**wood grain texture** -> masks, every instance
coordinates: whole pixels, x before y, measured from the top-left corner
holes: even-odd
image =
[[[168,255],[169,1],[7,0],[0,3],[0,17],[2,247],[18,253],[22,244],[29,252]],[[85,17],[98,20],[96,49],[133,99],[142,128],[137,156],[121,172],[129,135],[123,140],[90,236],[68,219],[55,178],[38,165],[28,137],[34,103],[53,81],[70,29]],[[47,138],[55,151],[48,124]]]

-*-

◆ Prompt
Reproduce every one of the records above verbatim, line by line.

◆ Response to this exercise
**wood grain texture** -> masks, every instance
coordinates: whole pixels, x before y, measured from the top-left corner
holes: even-odd
image =
[[[168,255],[169,1],[7,0],[0,3],[0,17],[2,247],[18,253],[22,244],[29,252]],[[85,17],[98,20],[96,49],[133,99],[142,128],[137,156],[121,172],[129,135],[123,140],[90,236],[68,219],[55,178],[38,165],[28,137],[34,103],[53,81],[70,29]],[[47,138],[55,151],[48,124]]]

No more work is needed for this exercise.